Monastery information
- Order: All Buddhist
- Established: October 2010

People
- Founder: Tongariodjo Angkasa Ginting

Site
- Location: Tongkoh Village, Dolat Rakyat, Berastagi
- Country: Indonesia
- Website: www.tamanalamlumbini.org

= Lumbini Natural Park =

Buddhist temple in Indonesia

Lumbini Natural Park (Taman Alam Lumbini) is a Buddhist temple located at Desa Dolat Rayat, Berastagi in North Sumatra, Indonesia. It was inaugurated with a great ceremony in October 2010. The ceremony was attended by more than 1,300 monks and more than 200 lay people from around the world. Taman Alam Lumbini is a replica of Shwedagon Pagoda in Yangon, Myanmar. The architecture is similar to a Myanmar pagoda, covered in gold. It hosts an elephant statue and the door appears like a Burmese craft.

Rows drawn from a dataset

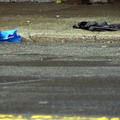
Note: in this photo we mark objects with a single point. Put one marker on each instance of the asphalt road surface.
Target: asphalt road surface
(68, 79)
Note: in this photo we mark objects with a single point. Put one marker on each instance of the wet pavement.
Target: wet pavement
(71, 79)
(54, 22)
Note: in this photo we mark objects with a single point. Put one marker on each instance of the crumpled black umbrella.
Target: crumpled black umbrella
(94, 26)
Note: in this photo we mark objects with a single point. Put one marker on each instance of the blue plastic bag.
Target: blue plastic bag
(9, 36)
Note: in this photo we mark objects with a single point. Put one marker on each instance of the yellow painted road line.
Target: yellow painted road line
(50, 117)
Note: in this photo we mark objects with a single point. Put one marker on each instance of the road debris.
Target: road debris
(9, 36)
(94, 26)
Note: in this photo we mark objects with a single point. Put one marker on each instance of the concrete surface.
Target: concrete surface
(53, 22)
(70, 80)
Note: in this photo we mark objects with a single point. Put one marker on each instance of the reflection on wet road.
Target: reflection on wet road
(43, 80)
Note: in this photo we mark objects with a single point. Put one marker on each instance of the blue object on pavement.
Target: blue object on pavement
(9, 36)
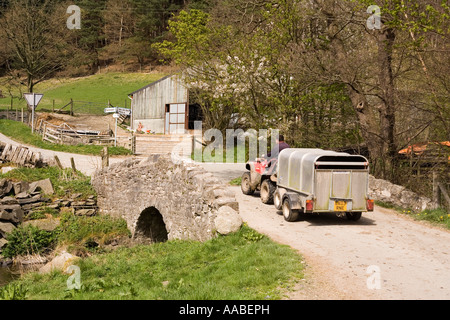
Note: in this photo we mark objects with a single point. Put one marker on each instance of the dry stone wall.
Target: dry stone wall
(388, 192)
(187, 198)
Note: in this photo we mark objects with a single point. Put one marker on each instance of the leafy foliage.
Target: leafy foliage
(28, 240)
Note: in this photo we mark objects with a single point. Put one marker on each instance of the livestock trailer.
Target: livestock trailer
(316, 180)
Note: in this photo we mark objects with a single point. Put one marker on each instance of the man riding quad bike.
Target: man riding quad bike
(261, 175)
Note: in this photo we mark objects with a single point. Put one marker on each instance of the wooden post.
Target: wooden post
(105, 158)
(59, 163)
(17, 110)
(72, 162)
(436, 194)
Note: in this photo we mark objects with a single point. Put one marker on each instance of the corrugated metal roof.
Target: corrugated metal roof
(151, 84)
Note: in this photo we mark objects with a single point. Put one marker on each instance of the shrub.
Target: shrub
(28, 240)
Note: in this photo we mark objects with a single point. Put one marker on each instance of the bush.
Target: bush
(28, 240)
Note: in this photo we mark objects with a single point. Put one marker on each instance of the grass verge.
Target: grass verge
(241, 266)
(439, 216)
(22, 134)
(64, 181)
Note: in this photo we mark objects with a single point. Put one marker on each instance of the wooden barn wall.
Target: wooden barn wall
(150, 102)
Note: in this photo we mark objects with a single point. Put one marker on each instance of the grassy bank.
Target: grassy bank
(439, 216)
(22, 134)
(245, 265)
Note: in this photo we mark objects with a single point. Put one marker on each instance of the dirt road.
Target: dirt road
(384, 255)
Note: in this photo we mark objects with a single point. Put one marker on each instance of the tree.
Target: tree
(35, 39)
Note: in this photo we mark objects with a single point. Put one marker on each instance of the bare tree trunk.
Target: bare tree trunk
(387, 108)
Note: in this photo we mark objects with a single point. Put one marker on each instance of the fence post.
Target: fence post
(105, 158)
(17, 110)
(436, 193)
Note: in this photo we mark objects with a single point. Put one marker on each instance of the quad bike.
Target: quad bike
(261, 175)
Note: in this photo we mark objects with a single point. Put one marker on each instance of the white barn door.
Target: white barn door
(176, 118)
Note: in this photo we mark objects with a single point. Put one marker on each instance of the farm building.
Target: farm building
(162, 107)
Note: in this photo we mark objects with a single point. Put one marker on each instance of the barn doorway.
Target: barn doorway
(150, 227)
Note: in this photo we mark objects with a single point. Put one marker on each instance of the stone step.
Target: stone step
(161, 144)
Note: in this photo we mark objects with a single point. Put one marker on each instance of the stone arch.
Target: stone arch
(150, 226)
(163, 200)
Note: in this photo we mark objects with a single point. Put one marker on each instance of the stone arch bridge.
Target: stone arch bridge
(162, 200)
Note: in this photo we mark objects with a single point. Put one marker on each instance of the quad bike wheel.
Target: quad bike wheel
(267, 191)
(245, 184)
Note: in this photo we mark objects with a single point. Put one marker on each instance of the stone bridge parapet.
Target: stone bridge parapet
(162, 200)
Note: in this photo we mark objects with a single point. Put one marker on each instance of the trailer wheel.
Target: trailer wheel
(267, 191)
(289, 214)
(278, 198)
(353, 216)
(245, 184)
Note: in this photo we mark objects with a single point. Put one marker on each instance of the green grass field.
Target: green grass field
(22, 133)
(97, 90)
(242, 266)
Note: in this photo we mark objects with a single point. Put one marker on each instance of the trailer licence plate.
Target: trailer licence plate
(340, 206)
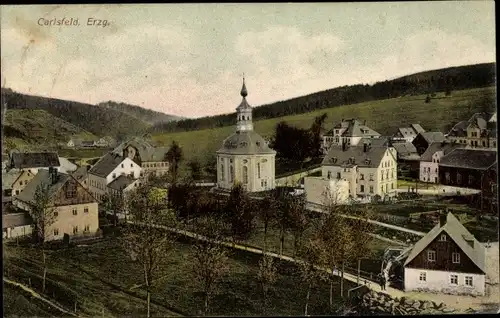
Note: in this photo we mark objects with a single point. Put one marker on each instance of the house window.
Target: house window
(245, 175)
(468, 281)
(422, 277)
(71, 190)
(431, 256)
(453, 279)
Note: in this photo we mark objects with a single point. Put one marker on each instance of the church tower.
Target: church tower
(244, 112)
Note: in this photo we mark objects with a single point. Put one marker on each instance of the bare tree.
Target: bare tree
(209, 259)
(267, 276)
(310, 267)
(336, 235)
(147, 244)
(44, 215)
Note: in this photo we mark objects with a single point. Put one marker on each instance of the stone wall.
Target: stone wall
(382, 304)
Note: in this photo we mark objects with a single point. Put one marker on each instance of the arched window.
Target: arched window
(245, 174)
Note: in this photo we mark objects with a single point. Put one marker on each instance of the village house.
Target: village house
(370, 170)
(17, 224)
(107, 169)
(423, 140)
(245, 156)
(349, 131)
(33, 161)
(75, 209)
(447, 260)
(407, 134)
(81, 175)
(430, 159)
(477, 132)
(466, 167)
(153, 160)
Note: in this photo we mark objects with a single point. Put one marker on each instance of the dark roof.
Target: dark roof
(445, 147)
(146, 150)
(404, 148)
(80, 173)
(22, 160)
(15, 220)
(106, 164)
(458, 234)
(356, 129)
(121, 183)
(469, 159)
(42, 178)
(338, 157)
(433, 136)
(245, 142)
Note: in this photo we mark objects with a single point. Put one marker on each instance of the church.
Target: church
(245, 156)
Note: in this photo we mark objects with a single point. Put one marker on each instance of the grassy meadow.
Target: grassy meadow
(101, 277)
(383, 116)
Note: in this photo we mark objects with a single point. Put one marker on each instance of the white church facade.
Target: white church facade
(245, 156)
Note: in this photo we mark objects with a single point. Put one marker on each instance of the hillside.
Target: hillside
(384, 116)
(429, 82)
(97, 120)
(146, 115)
(31, 128)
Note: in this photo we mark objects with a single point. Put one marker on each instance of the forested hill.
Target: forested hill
(96, 120)
(429, 82)
(146, 115)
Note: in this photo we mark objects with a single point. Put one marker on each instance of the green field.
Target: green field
(383, 116)
(102, 276)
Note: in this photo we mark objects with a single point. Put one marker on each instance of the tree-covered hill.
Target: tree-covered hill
(146, 115)
(429, 82)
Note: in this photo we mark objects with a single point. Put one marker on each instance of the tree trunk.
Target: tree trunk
(307, 299)
(342, 281)
(44, 270)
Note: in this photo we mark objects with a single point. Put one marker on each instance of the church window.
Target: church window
(245, 174)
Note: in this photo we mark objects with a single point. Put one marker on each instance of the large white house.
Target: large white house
(348, 131)
(107, 169)
(245, 156)
(370, 169)
(448, 260)
(429, 161)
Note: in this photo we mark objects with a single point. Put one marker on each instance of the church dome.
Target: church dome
(245, 143)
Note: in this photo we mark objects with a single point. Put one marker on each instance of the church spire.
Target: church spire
(244, 91)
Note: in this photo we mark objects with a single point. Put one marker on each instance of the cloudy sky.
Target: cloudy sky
(188, 59)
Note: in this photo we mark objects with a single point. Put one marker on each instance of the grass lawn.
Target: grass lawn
(83, 270)
(380, 115)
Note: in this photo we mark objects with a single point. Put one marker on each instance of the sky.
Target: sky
(188, 59)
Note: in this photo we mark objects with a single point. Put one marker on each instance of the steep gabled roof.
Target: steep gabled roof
(469, 159)
(23, 160)
(458, 234)
(445, 147)
(370, 159)
(106, 164)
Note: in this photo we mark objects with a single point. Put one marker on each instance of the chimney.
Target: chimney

• [WORK TASK A]: According to the Lumbini Natural Park article, which pagoda is the temple a replica of?
• [WORK TASK B]: Resume the Lumbini Natural Park article, continuing on from its final sentence.

• [RESULT A]: Shwedagon Pagoda in Yangon, Myanmar.

• [RESULT B]:
==History==
The temple is based on the Shwedagon Pagoda in Myanmar. Construction began in 2007. The project was successfully completed in 2010. It is 46.8 m in height, 68 m in length and 68 m in width. The replica is the second-highest among pagodas outside of Myanmar. This replica consists of:
- 1 unit large pagoda, with the scale of 42 m in height, 25.8 m in length, 25.8 m in width.
- 8 units small pagoda with the scale of 7.18 m in height, 5.38 m in length, 5.38 m in width.
- 1 unit Ashoka Pillar with the scale of 19.8 m in height and 0.8 m in diameter pole.
- 4 units Sakyamuni Buddha Statue made from Burmese green jade.